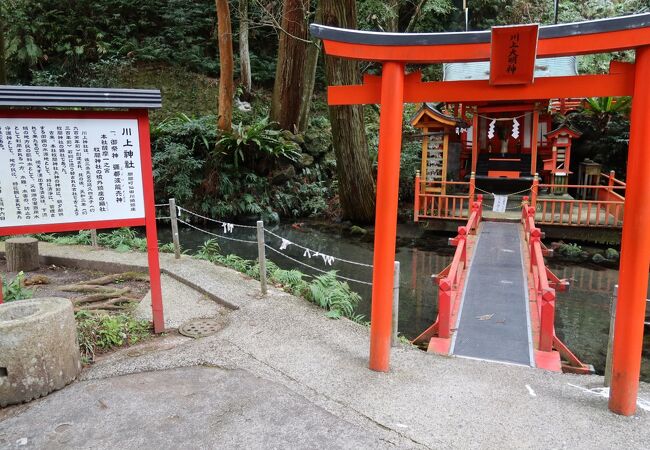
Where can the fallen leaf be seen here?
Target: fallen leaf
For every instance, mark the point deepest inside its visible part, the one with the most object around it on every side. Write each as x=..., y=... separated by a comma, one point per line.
x=485, y=317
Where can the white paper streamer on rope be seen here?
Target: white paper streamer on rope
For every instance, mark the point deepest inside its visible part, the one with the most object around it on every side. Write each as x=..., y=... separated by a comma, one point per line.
x=491, y=129
x=329, y=260
x=500, y=203
x=515, y=128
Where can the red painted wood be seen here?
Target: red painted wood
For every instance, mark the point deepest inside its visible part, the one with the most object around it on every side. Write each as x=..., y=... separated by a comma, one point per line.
x=428, y=54
x=513, y=55
x=618, y=84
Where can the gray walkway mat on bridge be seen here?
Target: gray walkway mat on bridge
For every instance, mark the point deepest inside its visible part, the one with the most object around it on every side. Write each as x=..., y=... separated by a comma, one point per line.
x=494, y=322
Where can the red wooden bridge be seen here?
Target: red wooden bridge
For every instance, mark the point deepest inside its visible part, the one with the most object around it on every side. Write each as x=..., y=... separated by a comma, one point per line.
x=496, y=300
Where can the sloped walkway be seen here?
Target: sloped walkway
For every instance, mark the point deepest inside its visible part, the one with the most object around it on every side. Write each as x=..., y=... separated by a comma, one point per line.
x=493, y=323
x=303, y=360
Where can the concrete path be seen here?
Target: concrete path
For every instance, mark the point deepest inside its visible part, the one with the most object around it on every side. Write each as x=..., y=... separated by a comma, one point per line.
x=191, y=408
x=494, y=323
x=299, y=357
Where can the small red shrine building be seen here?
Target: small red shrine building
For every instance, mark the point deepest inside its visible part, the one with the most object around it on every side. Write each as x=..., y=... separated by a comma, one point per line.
x=508, y=148
x=503, y=143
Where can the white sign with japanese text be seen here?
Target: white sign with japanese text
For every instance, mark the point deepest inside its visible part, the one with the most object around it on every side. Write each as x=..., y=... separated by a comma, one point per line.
x=69, y=170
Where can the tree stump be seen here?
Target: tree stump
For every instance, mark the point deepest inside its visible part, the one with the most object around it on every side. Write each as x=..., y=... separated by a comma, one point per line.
x=21, y=254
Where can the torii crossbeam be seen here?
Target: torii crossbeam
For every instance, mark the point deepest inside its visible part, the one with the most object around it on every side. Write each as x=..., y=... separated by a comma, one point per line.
x=394, y=87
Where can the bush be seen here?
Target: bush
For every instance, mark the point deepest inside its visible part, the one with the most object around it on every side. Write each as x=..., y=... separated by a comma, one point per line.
x=16, y=290
x=100, y=333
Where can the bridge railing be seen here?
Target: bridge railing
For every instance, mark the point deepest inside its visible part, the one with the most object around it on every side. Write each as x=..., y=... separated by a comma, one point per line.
x=545, y=282
x=449, y=279
x=600, y=205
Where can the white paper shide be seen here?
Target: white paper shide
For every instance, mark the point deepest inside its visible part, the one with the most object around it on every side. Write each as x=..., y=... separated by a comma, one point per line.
x=69, y=170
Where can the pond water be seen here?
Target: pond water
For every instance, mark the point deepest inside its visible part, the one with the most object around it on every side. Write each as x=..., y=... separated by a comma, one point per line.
x=582, y=315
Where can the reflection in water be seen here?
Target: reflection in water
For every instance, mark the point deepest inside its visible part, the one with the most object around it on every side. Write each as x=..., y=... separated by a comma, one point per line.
x=582, y=317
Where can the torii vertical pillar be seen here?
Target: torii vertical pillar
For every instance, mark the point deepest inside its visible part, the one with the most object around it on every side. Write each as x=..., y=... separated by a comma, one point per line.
x=390, y=146
x=635, y=249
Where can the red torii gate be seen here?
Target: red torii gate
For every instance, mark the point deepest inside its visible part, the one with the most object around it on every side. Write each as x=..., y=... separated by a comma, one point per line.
x=394, y=88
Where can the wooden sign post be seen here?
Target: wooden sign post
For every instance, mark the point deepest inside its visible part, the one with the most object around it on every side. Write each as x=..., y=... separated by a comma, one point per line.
x=73, y=170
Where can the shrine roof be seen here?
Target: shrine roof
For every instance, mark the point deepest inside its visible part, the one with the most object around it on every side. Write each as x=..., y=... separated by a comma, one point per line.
x=562, y=66
x=564, y=129
x=74, y=97
x=431, y=110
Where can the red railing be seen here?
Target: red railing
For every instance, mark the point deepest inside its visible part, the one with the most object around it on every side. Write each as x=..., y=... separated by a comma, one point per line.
x=544, y=292
x=449, y=279
x=442, y=199
x=602, y=206
x=545, y=286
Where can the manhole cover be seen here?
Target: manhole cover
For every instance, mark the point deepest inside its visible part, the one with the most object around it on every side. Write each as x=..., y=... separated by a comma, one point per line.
x=200, y=328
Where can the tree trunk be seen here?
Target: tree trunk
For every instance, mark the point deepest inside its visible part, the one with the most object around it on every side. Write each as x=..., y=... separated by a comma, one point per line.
x=244, y=53
x=311, y=64
x=292, y=55
x=356, y=183
x=21, y=254
x=226, y=83
x=392, y=24
x=3, y=61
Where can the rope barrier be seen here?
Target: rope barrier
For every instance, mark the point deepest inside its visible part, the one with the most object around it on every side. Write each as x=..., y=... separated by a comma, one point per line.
x=229, y=226
x=492, y=193
x=314, y=251
x=503, y=119
x=214, y=220
x=216, y=235
x=315, y=268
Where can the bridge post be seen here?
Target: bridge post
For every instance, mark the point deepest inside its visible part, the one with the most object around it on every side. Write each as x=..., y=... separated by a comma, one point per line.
x=390, y=143
x=472, y=188
x=635, y=250
x=534, y=190
x=416, y=198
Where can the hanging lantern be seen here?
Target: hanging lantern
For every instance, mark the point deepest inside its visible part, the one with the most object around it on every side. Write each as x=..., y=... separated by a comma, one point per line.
x=491, y=129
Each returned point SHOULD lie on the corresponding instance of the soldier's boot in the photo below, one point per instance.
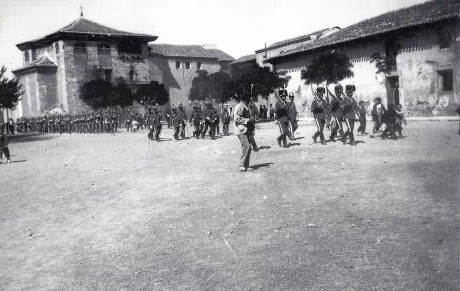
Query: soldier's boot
(321, 135)
(315, 136)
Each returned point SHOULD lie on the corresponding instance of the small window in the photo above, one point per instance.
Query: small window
(444, 36)
(79, 48)
(103, 49)
(446, 81)
(130, 47)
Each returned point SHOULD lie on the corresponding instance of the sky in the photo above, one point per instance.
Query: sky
(238, 27)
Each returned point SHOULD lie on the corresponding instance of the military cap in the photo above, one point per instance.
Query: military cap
(282, 92)
(320, 90)
(350, 88)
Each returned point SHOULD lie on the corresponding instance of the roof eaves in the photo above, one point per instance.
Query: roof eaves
(304, 49)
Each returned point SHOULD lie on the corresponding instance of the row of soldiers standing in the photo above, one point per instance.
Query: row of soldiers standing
(95, 122)
(206, 121)
(342, 109)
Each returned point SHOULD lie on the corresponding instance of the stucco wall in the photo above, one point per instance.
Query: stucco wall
(80, 68)
(178, 81)
(418, 62)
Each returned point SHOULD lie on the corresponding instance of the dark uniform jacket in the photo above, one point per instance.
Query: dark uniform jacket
(318, 107)
(350, 107)
(179, 118)
(225, 117)
(335, 108)
(254, 111)
(292, 111)
(3, 140)
(209, 114)
(281, 109)
(195, 117)
(156, 119)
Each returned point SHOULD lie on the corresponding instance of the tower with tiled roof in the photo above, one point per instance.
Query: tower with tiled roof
(57, 65)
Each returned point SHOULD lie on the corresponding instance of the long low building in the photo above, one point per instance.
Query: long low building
(422, 42)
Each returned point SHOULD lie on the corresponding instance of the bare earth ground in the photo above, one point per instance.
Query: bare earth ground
(120, 212)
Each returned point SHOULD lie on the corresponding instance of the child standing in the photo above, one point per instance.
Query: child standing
(4, 144)
(400, 119)
(362, 118)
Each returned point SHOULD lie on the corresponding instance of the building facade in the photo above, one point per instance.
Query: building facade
(421, 42)
(178, 65)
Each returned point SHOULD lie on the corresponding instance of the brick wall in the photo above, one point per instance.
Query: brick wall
(47, 90)
(178, 81)
(418, 62)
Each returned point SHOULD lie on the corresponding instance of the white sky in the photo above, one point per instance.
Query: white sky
(238, 27)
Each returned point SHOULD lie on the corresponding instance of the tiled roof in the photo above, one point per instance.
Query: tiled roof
(188, 51)
(43, 61)
(243, 59)
(85, 27)
(298, 38)
(295, 40)
(421, 14)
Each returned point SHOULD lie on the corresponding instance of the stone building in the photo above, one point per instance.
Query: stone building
(280, 47)
(422, 42)
(58, 64)
(276, 49)
(177, 65)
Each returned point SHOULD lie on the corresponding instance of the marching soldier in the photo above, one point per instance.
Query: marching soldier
(182, 119)
(337, 113)
(195, 119)
(318, 107)
(349, 107)
(281, 110)
(292, 116)
(156, 123)
(225, 117)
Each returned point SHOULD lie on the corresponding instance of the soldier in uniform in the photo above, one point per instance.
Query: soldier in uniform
(292, 116)
(4, 144)
(243, 120)
(225, 117)
(336, 112)
(209, 116)
(281, 110)
(318, 107)
(349, 107)
(182, 116)
(195, 119)
(156, 123)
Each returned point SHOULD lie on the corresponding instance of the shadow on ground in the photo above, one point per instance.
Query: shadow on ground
(30, 137)
(264, 165)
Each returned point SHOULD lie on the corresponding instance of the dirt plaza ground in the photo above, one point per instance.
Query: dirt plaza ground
(120, 212)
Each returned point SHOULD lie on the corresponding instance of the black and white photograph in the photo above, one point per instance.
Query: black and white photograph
(229, 145)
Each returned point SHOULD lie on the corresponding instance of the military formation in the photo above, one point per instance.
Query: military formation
(94, 122)
(338, 114)
(336, 111)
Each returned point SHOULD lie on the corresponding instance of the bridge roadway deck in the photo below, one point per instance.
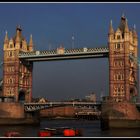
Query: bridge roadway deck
(78, 53)
(38, 106)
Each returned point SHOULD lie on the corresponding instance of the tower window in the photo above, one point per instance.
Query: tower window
(118, 37)
(118, 46)
(10, 45)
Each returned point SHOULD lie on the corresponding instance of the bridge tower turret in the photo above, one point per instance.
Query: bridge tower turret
(123, 72)
(17, 75)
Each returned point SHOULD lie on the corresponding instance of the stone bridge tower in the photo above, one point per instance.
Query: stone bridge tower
(17, 75)
(123, 72)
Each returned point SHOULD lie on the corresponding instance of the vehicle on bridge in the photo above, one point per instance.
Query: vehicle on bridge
(60, 132)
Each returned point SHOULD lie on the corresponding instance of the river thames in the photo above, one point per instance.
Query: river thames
(90, 128)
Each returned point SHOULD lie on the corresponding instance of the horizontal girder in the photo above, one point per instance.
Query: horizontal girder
(39, 106)
(65, 54)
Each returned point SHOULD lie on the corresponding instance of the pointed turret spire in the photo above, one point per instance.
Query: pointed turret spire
(126, 29)
(6, 37)
(134, 31)
(123, 16)
(31, 40)
(31, 43)
(111, 30)
(18, 33)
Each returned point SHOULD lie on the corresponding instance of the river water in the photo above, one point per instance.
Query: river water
(90, 128)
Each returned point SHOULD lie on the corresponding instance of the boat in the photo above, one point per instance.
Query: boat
(12, 134)
(59, 131)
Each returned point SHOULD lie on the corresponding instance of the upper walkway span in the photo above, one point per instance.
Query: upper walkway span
(62, 54)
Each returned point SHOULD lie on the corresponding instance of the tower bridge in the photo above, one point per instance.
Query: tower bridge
(30, 107)
(19, 57)
(62, 53)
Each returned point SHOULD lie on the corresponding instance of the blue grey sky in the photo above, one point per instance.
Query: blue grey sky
(54, 23)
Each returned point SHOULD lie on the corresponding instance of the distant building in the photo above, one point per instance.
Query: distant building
(91, 97)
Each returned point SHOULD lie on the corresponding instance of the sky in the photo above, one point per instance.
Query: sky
(52, 24)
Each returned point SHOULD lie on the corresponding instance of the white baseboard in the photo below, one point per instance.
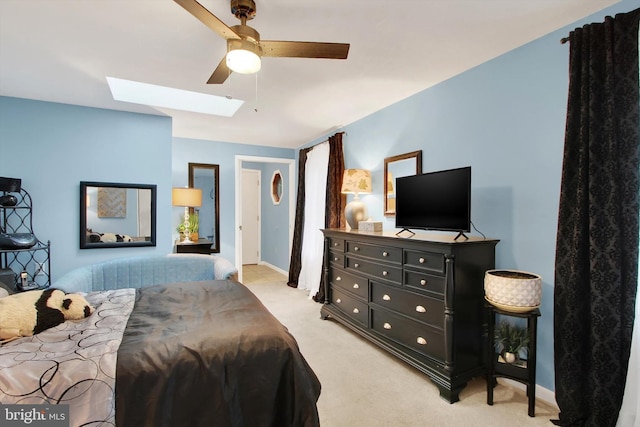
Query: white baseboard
(544, 394)
(273, 267)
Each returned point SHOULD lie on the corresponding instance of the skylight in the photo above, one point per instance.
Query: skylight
(167, 97)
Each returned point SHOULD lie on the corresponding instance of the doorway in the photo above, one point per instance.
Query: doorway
(289, 191)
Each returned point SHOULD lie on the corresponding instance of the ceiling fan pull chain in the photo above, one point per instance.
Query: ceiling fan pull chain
(256, 109)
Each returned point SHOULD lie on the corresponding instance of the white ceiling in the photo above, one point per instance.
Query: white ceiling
(62, 50)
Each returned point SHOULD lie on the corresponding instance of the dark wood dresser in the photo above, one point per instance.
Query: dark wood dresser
(421, 298)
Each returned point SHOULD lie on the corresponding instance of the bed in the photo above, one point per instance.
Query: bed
(204, 353)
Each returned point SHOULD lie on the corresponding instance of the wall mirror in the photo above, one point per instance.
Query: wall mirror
(276, 187)
(117, 215)
(207, 178)
(398, 166)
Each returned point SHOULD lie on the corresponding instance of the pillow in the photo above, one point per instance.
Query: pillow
(27, 313)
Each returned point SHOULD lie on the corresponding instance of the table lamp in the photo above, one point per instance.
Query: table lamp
(356, 181)
(189, 198)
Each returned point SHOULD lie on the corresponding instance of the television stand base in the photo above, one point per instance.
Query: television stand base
(407, 230)
(460, 234)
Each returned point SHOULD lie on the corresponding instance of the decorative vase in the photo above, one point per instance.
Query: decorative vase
(513, 290)
(8, 200)
(509, 357)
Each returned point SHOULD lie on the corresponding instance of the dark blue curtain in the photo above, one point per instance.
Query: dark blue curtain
(596, 264)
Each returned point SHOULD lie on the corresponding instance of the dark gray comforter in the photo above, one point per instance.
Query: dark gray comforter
(210, 354)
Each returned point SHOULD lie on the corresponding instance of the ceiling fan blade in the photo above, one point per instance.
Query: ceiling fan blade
(221, 72)
(207, 18)
(304, 49)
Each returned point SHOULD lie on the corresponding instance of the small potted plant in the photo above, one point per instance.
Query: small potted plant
(180, 229)
(510, 340)
(194, 226)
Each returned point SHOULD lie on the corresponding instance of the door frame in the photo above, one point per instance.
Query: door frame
(258, 173)
(238, 204)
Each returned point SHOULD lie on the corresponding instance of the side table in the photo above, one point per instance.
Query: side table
(525, 371)
(202, 246)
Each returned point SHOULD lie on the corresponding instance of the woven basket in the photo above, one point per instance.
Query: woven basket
(513, 288)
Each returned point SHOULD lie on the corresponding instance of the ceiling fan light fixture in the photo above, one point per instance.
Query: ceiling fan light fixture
(243, 57)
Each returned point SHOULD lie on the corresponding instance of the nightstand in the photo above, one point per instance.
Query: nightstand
(202, 246)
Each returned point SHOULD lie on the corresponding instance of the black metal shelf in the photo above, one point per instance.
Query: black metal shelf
(36, 260)
(525, 374)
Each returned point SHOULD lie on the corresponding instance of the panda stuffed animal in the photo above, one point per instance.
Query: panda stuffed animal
(27, 313)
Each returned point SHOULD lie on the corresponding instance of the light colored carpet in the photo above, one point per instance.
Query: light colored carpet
(363, 386)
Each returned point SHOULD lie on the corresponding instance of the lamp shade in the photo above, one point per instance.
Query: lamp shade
(356, 181)
(243, 57)
(390, 179)
(187, 197)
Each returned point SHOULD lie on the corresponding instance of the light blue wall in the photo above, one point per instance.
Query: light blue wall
(506, 119)
(186, 150)
(52, 147)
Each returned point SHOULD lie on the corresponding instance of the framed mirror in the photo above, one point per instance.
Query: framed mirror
(276, 187)
(398, 166)
(116, 215)
(207, 178)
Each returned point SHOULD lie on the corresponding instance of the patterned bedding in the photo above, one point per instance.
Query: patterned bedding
(73, 363)
(197, 353)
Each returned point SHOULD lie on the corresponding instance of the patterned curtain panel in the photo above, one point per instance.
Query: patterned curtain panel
(336, 201)
(295, 264)
(335, 204)
(596, 264)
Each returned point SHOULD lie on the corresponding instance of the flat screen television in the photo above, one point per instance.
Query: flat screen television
(439, 200)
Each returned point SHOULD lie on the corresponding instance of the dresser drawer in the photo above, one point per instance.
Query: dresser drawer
(418, 337)
(336, 258)
(336, 244)
(375, 270)
(418, 307)
(383, 253)
(350, 282)
(352, 307)
(429, 261)
(421, 281)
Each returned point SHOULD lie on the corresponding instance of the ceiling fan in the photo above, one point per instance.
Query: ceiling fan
(244, 47)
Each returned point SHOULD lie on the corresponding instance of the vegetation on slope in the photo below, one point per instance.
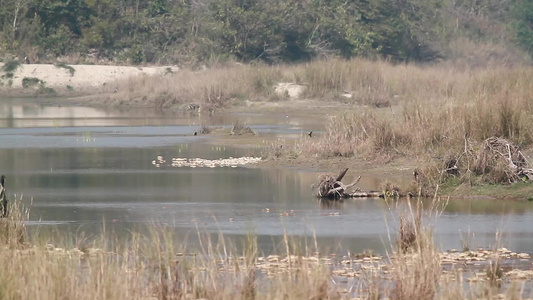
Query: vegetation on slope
(273, 31)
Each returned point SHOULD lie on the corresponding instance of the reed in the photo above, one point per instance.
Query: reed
(156, 266)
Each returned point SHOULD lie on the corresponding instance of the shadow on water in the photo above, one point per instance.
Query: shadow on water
(98, 170)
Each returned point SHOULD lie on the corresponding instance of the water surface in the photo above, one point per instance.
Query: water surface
(82, 167)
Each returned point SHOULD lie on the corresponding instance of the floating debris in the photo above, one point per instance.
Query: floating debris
(206, 163)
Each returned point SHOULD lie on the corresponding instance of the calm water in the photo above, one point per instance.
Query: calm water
(83, 167)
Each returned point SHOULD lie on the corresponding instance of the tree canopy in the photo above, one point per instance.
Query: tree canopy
(272, 31)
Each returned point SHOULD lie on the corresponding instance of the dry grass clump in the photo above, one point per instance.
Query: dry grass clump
(13, 229)
(211, 89)
(154, 266)
(416, 266)
(433, 115)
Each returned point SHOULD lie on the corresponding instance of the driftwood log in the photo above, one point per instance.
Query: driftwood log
(331, 187)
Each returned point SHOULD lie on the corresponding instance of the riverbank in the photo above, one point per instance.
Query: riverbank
(65, 80)
(376, 115)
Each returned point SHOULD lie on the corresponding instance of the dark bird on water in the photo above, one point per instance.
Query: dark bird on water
(3, 196)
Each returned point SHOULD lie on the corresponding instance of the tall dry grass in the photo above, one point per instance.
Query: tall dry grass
(433, 109)
(211, 89)
(156, 266)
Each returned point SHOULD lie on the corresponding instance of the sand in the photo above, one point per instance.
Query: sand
(85, 77)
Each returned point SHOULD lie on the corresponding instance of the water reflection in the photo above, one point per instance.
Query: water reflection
(84, 176)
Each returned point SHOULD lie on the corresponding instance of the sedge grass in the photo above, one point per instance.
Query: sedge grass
(155, 266)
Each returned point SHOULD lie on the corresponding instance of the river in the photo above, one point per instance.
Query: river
(86, 170)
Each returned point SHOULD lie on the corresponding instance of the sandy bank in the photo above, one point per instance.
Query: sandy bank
(84, 78)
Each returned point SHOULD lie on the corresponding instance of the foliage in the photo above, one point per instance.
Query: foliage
(194, 32)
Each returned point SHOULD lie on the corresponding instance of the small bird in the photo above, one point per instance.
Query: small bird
(3, 196)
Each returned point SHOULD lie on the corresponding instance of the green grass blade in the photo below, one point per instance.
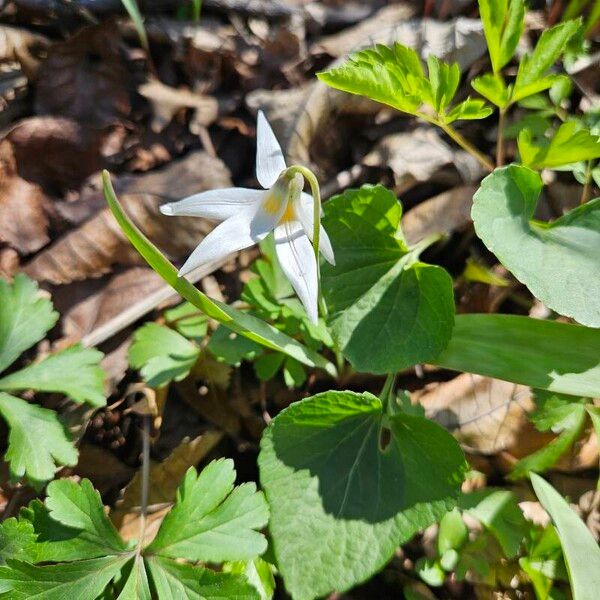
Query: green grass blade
(242, 323)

_ _ _ _

_Exercise requirements_. All lines in the entries above that include "concrete" should be found and copied.

_Reply to the exercise_.
Where can the concrete path be seen here?
Target: concrete path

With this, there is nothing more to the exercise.